• Directions for this task: In the listing below, change every "helmet visor" to "face shield" and leave the rest of the text as it is.

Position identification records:
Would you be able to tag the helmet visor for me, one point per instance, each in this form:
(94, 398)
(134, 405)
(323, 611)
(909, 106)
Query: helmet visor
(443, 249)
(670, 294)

• Task output:
Would you be able to tag the face shield for me, one point per instance, each in this form:
(94, 398)
(134, 405)
(323, 611)
(909, 106)
Query: face shield
(443, 249)
(670, 294)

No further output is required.